→ **EXERCISE**
Each line below should be repeated exactly as it stands.

→ **PROVIDED RECORDS**
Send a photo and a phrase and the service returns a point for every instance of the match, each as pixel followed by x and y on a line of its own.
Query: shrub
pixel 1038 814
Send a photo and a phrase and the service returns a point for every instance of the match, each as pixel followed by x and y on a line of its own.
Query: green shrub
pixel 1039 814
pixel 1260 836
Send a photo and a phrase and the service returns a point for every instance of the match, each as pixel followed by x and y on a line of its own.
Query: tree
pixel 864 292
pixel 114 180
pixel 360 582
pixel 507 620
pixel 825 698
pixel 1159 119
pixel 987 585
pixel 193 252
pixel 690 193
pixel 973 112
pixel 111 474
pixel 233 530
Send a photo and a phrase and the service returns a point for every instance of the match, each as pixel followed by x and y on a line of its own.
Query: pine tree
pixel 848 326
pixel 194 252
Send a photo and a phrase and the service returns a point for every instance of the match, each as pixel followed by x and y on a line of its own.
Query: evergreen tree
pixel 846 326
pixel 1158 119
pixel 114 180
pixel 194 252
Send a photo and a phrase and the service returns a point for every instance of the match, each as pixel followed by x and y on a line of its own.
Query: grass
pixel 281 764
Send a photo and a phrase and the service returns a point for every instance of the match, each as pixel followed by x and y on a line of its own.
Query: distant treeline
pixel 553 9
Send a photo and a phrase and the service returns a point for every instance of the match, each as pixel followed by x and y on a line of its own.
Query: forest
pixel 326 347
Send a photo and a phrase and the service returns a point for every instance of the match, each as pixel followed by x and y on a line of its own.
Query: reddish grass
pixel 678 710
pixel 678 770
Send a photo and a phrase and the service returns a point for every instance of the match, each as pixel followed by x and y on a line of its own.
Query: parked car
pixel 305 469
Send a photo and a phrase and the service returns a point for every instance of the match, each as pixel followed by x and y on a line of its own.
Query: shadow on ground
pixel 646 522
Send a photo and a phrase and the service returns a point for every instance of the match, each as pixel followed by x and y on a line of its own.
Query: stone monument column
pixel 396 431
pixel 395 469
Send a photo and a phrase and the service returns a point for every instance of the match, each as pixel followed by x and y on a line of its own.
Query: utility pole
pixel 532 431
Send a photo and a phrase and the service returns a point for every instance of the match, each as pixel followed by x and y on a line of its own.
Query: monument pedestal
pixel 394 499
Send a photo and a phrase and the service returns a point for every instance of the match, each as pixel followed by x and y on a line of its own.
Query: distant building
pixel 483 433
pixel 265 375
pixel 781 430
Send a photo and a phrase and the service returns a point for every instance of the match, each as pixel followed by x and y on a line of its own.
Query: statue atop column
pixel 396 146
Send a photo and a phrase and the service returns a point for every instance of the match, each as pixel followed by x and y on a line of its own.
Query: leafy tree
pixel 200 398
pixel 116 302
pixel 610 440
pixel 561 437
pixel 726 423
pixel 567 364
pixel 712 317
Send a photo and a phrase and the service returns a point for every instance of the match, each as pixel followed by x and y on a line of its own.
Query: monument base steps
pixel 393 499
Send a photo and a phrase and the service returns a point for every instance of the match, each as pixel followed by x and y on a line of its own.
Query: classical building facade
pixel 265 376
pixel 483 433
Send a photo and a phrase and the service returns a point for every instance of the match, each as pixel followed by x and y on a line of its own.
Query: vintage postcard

→ **TASK ANSWER**
Send a photo and a phrase and the service returns a point for every instance of the match, each as pixel followed by x and y on a line of its own.
Query: shrub
pixel 1038 814
Send a photo and a phrase and the service returns a point for every instance of the match, each as pixel followed by x and y on a line of its own.
Query: green shrub
pixel 1039 814
pixel 1260 836
Send a photo and a phrase and the service returns a point for every instance of the match, each as pixel followed by x and y on a line of its own.
Query: tree
pixel 864 292
pixel 114 180
pixel 360 582
pixel 507 620
pixel 825 698
pixel 1159 119
pixel 987 585
pixel 193 252
pixel 690 193
pixel 973 112
pixel 111 474
pixel 233 530
Send a photo and a phrase and the service returns a point for every instance of the match, each as pixel followed by x and y on a line of its own.
Query: pine tree
pixel 848 326
pixel 194 252
Send a photo and a phrase and the service returns a point for every instance of the match, each as pixel followed by x and y on a line of its own.
Query: evergreen tree
pixel 846 326
pixel 1158 119
pixel 114 180
pixel 194 252
Send a photo and a phrase and the service returns a point for every instance of the match, each as pixel followed by x and y on a line of its own.
Query: grass
pixel 281 764
Send a photo and a phrase and the service returns a point for every instance of the match, each as pixel followed by x and y on a line of its own.
Query: distant treeline
pixel 553 9
Send a photo and a phrase and the service returns a point for every instance of the match, each as pixel followed by x and y on a line of its own.
Query: forest
pixel 326 347
Send a photo and a phrase and the service returns a point for every instance of the match, each as pixel followed by x and y on a line of its own.
Query: reddish grass
pixel 678 710
pixel 678 770
Send a photo and a phrase and the service returns a point for every instance of the match, each as pixel followed by x and y on a line of its own.
Query: parked car
pixel 305 469
Send a photo and a phrase and the service returns a point for every instance of the match, each as pixel followed by x and y on a line of its own.
Query: shadow on ground
pixel 646 522
Send a photo and a phrase and the service returns a point for every instance of the match, each as pixel followed by x and y on a line of its own.
Query: stone monument column
pixel 396 431
pixel 395 469
Send a photo and a phrase and the service returns a point for every instance of the match, each as pixel followed by x and y on a line of its own.
Query: utility pole
pixel 532 431
Send a photo and a phrase and the service returns a point for every instance of the match, each as pixel followed by x and y on a line of its own.
Query: monument pedestal
pixel 394 499
Send a photo and a phrase and the service returns a point for every instance of the match, each as pixel followed by x and y on a line of its own.
Query: distant building
pixel 483 433
pixel 265 375
pixel 781 430
Send a photo and a phrase and the service returns a point for every instance of the match, each as pixel followed by x and y on a line of its own.
Query: statue atop column
pixel 396 146
Send a photo and a phrase and the service returns a point for every instance of the match, each as pixel followed by x and y on a line of its own.
Query: leafy tree
pixel 200 398
pixel 116 302
pixel 610 440
pixel 561 437
pixel 726 423
pixel 567 364
pixel 712 317
Send a photo and a phrase and the service returns a point for every instance of the match, each as pixel followed by x and y on a line of its own.
Query: monument base steps
pixel 393 499
Send a photo and a phrase and the service returns a point for every instance of the match, each as pixel followed by x and y on a line of its own.
Query: classical building facade
pixel 265 376
pixel 483 433
Send a photo and a phrase and the service returns a point for every instance of the match, each as pixel followed by x and y on a line of its own.
Query: vintage postcard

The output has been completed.